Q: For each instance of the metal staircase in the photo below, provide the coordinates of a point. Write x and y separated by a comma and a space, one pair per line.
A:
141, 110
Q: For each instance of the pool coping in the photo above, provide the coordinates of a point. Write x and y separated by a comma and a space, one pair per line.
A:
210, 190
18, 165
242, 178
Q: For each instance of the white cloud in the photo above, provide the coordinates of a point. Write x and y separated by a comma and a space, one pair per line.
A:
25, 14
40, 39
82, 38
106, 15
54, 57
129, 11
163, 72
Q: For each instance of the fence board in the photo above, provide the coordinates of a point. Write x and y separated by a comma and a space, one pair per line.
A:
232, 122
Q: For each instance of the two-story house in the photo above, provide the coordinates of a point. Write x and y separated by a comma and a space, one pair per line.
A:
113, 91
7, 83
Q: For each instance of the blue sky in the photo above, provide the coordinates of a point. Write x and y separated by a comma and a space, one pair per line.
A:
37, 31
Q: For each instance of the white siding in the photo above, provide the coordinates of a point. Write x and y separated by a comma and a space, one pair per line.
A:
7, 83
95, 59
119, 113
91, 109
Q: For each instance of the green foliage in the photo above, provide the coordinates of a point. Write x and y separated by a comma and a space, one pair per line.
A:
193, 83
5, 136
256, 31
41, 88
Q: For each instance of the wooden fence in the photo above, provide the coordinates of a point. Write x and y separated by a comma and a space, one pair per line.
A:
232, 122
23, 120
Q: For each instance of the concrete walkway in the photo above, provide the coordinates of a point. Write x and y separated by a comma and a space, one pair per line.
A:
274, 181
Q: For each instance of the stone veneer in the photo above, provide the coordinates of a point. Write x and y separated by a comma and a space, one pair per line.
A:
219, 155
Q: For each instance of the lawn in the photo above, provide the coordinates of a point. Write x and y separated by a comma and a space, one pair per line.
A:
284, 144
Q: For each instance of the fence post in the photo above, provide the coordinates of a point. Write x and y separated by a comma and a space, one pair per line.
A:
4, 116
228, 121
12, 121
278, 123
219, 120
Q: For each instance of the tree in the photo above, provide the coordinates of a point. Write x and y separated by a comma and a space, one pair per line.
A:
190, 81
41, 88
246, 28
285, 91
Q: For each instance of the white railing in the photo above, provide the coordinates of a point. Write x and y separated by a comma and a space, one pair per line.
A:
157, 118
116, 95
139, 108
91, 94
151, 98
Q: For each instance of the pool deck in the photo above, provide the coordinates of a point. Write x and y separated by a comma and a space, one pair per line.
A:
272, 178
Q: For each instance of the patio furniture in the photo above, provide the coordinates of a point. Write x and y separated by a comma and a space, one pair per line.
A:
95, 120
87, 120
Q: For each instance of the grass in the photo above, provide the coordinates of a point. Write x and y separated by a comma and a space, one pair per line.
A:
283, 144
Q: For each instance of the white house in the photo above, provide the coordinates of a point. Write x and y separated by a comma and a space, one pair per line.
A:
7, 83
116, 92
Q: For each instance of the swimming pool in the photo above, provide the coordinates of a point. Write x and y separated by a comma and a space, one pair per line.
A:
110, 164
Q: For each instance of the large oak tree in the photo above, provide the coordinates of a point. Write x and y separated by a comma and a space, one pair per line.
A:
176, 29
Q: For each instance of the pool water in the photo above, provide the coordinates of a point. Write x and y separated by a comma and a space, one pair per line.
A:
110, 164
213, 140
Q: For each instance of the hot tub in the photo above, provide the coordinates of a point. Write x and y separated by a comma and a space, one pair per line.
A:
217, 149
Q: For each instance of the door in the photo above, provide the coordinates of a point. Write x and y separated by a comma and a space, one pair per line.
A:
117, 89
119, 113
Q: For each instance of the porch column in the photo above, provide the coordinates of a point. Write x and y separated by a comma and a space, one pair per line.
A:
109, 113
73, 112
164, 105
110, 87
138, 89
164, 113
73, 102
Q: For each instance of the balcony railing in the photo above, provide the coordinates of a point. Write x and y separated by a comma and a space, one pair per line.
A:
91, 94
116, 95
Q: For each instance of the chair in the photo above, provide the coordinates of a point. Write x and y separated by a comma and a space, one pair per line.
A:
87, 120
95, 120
________
ACTION ITEM:
Please write the full listing out again, exactly.

EXERCISE SOLUTION:
Q: For each instance of the metal staircase in the photo below, provide the coordinates of a point. Write x and y separated by a comma and a space, one pair per line.
A:
141, 110
Q: For each instance of the pool coping in the photo above, provide the coordinates of a point. Write x and y separated by a comma and a space, one pair per line.
A:
210, 190
18, 165
242, 178
Q: For each instance of the white cloud in the photo above, provide the coordinates of a point. Write x and y separated by a comma and a space, one pair per line.
A:
25, 14
40, 39
82, 38
106, 15
54, 57
129, 11
163, 72
Q: For each instance of the fence board in the photo above, provide the coordinates of a point. Write x and y separated by a comma and a space, one pair per line.
A:
232, 122
Q: For each instance of the two-story house in the photo above, provide the coordinates of a point. Write x and y separated by a comma and a space, one pair per line.
A:
113, 91
7, 83
Q: For each instance of the blue sky in the photo above, provide the coordinates of a point. Write x and y separated by a comma and a space, one pair per line.
A:
37, 31
Q: For each instance of the white siding in the photo above, provide the coordinates of a point. Write x and y separated by a comma and a space, one pair per line.
A:
7, 83
95, 59
119, 113
91, 109
Q: For each instance of the green foliage in the photo above, provide the coordinates of a point. Write x and y separated by a comma and a space, one pair per line.
A:
193, 83
5, 136
256, 31
41, 88
Q: For each instance of the wooden fence in the photo above, provide the coordinates of a point. Write x and y separated by a comma and a space, one pair per line.
A:
232, 122
23, 120
Q: For each instance of the concrete walkway in the photo above, provide the coordinates of a point. Write x and y separated by a comma and a space, one pair per line.
A:
274, 181
Q: For each instance of the stone veneer in the photo above, provide the coordinates of a point. Write x and y separated by a comma and a space, one pair per line.
A:
219, 155
Q: For each instance of the lawn in the photo above, provide the coordinates of a point. Write x and y separated by a comma and a space, one pair per line.
A:
284, 144
Q: For each instance of the fence post in the photo above, provide the coordinates of a point. Write x and y separated by a comma and a space, one pair per line.
A:
4, 116
228, 121
12, 121
278, 123
219, 120
Q: For each instance of the tree in the photo above, provide the coordinates of a point. Write x and y separated by a comma and a space, one pair per line.
A:
190, 81
41, 88
246, 28
285, 91
Q: For each instance of the white railing in the photo above, provide the coordinates of a point. Write x and y separated by a comma and a space, one pair per line.
A:
157, 118
116, 95
139, 108
91, 94
151, 98
Q: For each instance of the pool deck in the photo above, provide the coordinates of a point. Write x and y separated by a comma and a space, one pair per line.
A:
272, 178
Q: For each instance of the patio furniture in the photo above, provide the coordinates of a point. Write x and y separated by a comma and a space, one pair per line.
A:
95, 120
87, 120
Q: For each instance of the grass in the photo above, provide the coordinates of a point. Write x and y separated by a comma and a space, one pair per line.
A:
283, 144
Q: For each instance of the white house in the photo above, provide the coordinates of a point. Write x and y separated by a comma and a space, one pair per line.
A:
7, 83
116, 92
Q: For each instance of the swimming pool in the photo above, provide the coordinates of a point. Write x and y separated by a comma and a space, one pair per line.
A:
110, 164
Q: For each instance of the large oak tree in the photo above, provide the coordinates of a point. Write x and y separated by a comma and a space, one pair per line.
A:
176, 29
Q: For each instance of the pool water in the photo above, provide the coordinates of a point. Write x and y separated by a comma and a space, one pair per line.
A:
110, 164
213, 140
Q: For each instance of the hot tub in the photo above, provide the coordinates of a point. Write x and y separated by a comma and a space, one pair per line.
A:
217, 149
Q: For each instance of the door in the photo above, provide the coordinates of a point. Write x and y separated by a comma and a space, one pair per line.
A:
117, 89
119, 113
Q: For each instance of the porch column in the photo above, provide the coordinates of a point. Write x and y separated by a comma and a space, one pair per line.
A:
109, 113
73, 112
164, 105
110, 87
138, 89
164, 113
73, 102
Q: For each instance of the balcony railing in the photo above, provide the coordinates of a point. Write x and y separated by a comma and a space, one pair per line.
A:
91, 94
116, 95
Q: For each instance of the chair in the photo above, provide the coordinates of a point. Write x and y separated by a comma and a space, one pair per line.
A:
87, 120
95, 120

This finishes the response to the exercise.